* _WHAT YOU HAVE TO DO_
State how many lines of the material below contain the word "green". Give only the number.

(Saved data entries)
----
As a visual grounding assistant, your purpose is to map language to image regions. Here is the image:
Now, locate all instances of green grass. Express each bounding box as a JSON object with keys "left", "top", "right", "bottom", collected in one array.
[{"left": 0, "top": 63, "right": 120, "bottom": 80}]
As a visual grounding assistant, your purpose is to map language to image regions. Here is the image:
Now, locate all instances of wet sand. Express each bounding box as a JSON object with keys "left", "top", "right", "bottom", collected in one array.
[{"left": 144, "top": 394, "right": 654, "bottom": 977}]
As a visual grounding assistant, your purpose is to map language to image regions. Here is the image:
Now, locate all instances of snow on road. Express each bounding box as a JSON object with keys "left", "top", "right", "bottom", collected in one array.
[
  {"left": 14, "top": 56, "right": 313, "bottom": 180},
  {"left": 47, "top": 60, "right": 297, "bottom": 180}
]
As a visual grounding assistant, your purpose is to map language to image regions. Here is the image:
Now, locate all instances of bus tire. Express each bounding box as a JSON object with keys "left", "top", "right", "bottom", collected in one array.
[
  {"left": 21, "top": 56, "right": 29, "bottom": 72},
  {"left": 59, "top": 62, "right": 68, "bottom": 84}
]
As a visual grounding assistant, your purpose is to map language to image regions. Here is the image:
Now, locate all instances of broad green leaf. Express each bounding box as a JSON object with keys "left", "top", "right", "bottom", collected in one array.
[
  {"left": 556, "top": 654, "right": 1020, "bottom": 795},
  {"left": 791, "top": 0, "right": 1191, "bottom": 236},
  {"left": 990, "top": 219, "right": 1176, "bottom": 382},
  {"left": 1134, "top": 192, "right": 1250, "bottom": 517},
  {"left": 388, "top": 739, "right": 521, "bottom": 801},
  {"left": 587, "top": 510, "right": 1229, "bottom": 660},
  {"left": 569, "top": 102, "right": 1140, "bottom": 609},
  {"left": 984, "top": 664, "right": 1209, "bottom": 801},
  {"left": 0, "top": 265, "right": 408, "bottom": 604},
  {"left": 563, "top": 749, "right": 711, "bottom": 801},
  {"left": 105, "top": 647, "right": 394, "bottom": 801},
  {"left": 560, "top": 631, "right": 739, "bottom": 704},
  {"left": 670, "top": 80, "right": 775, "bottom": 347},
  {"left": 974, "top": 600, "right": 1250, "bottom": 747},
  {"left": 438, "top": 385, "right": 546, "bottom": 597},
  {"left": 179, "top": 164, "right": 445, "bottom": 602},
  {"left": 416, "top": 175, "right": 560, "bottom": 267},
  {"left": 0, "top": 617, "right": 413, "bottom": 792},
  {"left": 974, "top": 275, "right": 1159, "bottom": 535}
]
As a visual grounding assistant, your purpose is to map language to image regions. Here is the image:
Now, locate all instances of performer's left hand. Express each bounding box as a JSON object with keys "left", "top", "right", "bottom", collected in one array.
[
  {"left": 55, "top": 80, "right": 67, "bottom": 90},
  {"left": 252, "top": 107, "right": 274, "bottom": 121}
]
----
* _WORKED SOLUTION_
2